*Exercise instructions*. Rewrite the passage on thorium nitrate, starting with "When oxalic acid" and going on through "a=9.08 b=8.75-8 c=12.61-3.", and rename "thorium oxalate" as "thorium(IV) oxalate".

The hydrolysis of thorium nitrate solutions produces basic nitrates Th2(OH)4(NO3)4*xH2O and Th2(OH)2(NO3)6*8H2O. In crystals of Th2(OH)2(NO3)6*8H2O a pair of thorium atoms are connected by two bridging oxygen atoms. Each thorium atom is surrounded by three bidentate nitrate groups and three water molecules, bringing the coordination number to 11.

When oxalic acid is added to a thorium nitrate solution, insoluble thorium oxalate precipitates. Other organic acids added to thorium nitrate solution produce precipitates of organic salts with citric acid; basic salts, such as tartaric acid, adipic acid, malic acid, gluconic acid, phenylacetic acid, valeric acid. Other precipitates are also formed from sebacic acid and azelaic acid

==Double salts==
Hexanitratothorates with the generic formula M2^{I}Th(NO3)6 or M^{II}Th(NO3)6*8H2O are made by mixing other metal nitrates with thorium nitrate in dilute nitric acid solution. M^{II} can be Mg, Mn, Co, Ni, or Zn. M^{I} can be Cs, (NO)+ or (NO2)+. Crystals of the divalent metal thorium hexanitrate octahydrate have a monoclinic form with similar unit cell dimensions: β=97°, a=9.08 b=8.75-8 c=12.61-3.
Pentanitratothorates with the generic formula M^{I}Th(NO3)5*xH2O are known for M^{I} being Na or K.

K3Th(NO3)7 and K3H3Th(NO3)10*4H2O are also known.

==Complexed salts==
Thorium nitrate also crystallizes with other ligands and organic solvates including ethylene glycol diethyl ether, tri(n-butyl)phosphate, butylamine, dimethylamine, and trimethylphosphine oxide.

*Given records*.

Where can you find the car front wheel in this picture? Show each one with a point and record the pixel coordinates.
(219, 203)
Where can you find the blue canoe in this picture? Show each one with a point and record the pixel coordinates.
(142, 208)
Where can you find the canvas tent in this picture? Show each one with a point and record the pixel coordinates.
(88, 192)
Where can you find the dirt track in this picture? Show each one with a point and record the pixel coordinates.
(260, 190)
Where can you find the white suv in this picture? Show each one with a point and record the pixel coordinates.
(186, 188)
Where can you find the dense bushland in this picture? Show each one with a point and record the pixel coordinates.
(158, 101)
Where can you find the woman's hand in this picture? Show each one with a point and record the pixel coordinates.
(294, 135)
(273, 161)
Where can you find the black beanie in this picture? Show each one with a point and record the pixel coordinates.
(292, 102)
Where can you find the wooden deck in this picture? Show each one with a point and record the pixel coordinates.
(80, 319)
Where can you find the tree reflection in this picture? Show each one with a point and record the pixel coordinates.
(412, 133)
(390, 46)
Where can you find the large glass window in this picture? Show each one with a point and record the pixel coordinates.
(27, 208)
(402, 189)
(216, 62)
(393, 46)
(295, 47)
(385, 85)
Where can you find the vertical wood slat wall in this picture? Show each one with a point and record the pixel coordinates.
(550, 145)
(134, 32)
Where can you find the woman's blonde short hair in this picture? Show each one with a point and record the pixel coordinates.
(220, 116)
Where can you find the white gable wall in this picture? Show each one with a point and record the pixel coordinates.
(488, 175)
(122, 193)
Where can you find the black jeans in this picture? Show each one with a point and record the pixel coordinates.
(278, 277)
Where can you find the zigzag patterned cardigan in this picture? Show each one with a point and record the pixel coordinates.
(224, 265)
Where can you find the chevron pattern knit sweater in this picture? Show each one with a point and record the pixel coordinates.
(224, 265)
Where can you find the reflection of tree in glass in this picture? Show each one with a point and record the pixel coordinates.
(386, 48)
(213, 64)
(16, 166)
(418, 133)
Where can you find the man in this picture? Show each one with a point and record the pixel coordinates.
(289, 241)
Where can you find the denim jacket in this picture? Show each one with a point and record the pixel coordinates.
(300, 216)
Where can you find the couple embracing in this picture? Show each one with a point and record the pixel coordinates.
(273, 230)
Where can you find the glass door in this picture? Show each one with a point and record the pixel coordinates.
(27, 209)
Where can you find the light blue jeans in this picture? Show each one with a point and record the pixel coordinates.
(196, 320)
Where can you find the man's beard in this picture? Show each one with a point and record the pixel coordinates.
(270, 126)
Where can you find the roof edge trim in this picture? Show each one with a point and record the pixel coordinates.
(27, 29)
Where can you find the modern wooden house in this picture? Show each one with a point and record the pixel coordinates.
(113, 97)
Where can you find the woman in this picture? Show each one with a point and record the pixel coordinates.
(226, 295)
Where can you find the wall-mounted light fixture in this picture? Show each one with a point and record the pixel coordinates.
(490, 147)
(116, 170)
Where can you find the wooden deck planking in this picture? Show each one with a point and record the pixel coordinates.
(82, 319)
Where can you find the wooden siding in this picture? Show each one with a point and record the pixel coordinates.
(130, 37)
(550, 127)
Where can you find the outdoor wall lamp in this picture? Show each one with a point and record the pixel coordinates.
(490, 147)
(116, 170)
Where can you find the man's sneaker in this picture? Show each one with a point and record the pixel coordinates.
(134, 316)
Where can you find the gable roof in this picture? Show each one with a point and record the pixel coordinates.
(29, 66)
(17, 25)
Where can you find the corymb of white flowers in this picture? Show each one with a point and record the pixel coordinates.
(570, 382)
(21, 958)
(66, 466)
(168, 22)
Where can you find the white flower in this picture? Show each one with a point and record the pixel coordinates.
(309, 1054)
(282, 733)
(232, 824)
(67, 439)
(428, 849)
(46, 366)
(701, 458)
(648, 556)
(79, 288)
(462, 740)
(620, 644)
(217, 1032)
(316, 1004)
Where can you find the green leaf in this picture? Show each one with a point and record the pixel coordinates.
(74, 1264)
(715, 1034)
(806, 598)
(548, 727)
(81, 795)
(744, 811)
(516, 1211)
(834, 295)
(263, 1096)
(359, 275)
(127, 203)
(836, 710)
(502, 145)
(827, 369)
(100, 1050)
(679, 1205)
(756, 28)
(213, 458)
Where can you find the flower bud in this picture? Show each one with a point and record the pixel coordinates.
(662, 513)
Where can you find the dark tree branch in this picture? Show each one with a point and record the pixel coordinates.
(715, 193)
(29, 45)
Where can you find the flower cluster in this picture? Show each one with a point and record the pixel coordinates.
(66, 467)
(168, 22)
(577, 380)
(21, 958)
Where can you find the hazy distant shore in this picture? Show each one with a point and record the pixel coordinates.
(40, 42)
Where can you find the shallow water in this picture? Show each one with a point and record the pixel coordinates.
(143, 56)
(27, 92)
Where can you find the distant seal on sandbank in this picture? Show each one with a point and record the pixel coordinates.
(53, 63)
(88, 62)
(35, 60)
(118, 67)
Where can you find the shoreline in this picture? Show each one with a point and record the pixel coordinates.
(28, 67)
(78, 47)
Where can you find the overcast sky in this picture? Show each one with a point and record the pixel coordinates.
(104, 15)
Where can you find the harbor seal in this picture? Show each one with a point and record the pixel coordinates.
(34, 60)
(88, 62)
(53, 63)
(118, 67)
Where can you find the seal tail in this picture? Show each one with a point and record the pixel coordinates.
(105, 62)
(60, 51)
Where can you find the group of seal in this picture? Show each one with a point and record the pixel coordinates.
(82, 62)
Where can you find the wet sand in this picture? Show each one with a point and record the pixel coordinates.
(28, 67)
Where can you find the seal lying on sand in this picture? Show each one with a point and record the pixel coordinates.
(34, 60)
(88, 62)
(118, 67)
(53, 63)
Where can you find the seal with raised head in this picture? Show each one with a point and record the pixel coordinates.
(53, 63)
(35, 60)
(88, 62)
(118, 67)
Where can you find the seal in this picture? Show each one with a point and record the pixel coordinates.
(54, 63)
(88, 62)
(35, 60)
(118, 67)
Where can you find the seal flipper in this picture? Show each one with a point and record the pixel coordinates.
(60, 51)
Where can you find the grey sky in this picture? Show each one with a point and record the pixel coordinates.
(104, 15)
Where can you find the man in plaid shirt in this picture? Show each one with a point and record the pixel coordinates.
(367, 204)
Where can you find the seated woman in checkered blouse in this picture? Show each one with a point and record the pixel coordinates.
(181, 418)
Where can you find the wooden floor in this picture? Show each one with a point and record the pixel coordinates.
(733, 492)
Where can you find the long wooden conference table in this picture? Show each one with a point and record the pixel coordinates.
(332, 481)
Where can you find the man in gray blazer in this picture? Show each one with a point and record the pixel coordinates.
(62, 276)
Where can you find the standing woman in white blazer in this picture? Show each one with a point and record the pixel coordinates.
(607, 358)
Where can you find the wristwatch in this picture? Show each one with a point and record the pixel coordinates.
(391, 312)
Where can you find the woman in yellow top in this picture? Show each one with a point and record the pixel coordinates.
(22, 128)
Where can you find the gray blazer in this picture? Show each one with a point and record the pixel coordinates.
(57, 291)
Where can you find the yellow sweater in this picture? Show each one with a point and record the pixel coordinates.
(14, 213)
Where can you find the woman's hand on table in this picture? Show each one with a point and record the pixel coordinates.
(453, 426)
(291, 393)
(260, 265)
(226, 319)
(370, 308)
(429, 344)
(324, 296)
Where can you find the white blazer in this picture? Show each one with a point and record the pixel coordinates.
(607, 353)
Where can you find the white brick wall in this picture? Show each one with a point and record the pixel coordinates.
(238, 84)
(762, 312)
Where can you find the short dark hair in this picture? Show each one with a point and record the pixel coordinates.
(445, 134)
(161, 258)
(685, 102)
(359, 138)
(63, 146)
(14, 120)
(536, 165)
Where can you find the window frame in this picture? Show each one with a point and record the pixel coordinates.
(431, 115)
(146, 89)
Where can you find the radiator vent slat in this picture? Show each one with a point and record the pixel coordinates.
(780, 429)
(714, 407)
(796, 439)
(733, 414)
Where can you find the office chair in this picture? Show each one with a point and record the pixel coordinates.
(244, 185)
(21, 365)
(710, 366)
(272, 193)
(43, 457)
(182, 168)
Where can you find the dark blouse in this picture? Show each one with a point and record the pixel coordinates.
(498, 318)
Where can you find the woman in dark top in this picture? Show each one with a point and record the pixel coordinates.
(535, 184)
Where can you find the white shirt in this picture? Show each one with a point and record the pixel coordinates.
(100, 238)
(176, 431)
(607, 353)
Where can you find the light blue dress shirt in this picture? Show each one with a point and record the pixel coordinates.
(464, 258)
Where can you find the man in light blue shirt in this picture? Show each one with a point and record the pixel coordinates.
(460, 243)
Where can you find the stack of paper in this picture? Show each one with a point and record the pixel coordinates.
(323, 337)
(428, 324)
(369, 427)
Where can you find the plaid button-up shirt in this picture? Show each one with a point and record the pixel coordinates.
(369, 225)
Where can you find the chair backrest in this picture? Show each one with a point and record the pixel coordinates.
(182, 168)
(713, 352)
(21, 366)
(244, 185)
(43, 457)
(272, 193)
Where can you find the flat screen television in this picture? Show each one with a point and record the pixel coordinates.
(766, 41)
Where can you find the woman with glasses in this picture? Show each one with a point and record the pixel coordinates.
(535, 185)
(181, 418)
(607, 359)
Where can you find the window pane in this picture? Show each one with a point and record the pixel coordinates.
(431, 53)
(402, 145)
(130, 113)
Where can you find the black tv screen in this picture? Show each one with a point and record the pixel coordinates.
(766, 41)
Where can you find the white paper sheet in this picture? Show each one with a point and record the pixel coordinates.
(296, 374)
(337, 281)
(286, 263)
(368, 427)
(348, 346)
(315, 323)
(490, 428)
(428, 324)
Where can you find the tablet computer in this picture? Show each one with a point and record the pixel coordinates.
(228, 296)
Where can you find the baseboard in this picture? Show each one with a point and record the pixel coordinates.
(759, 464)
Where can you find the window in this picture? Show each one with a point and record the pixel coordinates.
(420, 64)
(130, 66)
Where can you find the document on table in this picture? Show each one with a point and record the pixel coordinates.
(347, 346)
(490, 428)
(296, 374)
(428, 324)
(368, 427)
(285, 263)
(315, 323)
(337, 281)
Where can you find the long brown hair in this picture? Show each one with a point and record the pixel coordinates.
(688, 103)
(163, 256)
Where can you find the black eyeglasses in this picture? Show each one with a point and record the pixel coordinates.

*Problem solution*.
When oxalic acid is added to a thorium nitrate solution, insoluble thorium(IV) oxalate precipitates. Other organic acids added to thorium nitrate solution produce precipitates of organic salts with citric acid; basic salts, such as tartaric acid, adipic acid, malic acid, gluconic acid, phenylacetic acid, valeric acid. Other precipitates are also formed from sebacic acid and azelaic acid

==Double salts==
Hexanitratothorates with the generic formula M2^{I}Th(NO3)6 or M^{II}Th(NO3)6*8H2O are made by mixing other metal nitrates with thorium nitrate in dilute nitric acid solution. M^{II} can be Mg, Mn, Co, Ni, or Zn. M^{I} can be Cs, (NO)+ or (NO2)+. Crystals of the divalent metal thorium hexanitrate octahydrate have a monoclinic form with similar unit cell dimensions: β=97°, a=9.08 b=8.75-8 c=12.61-3.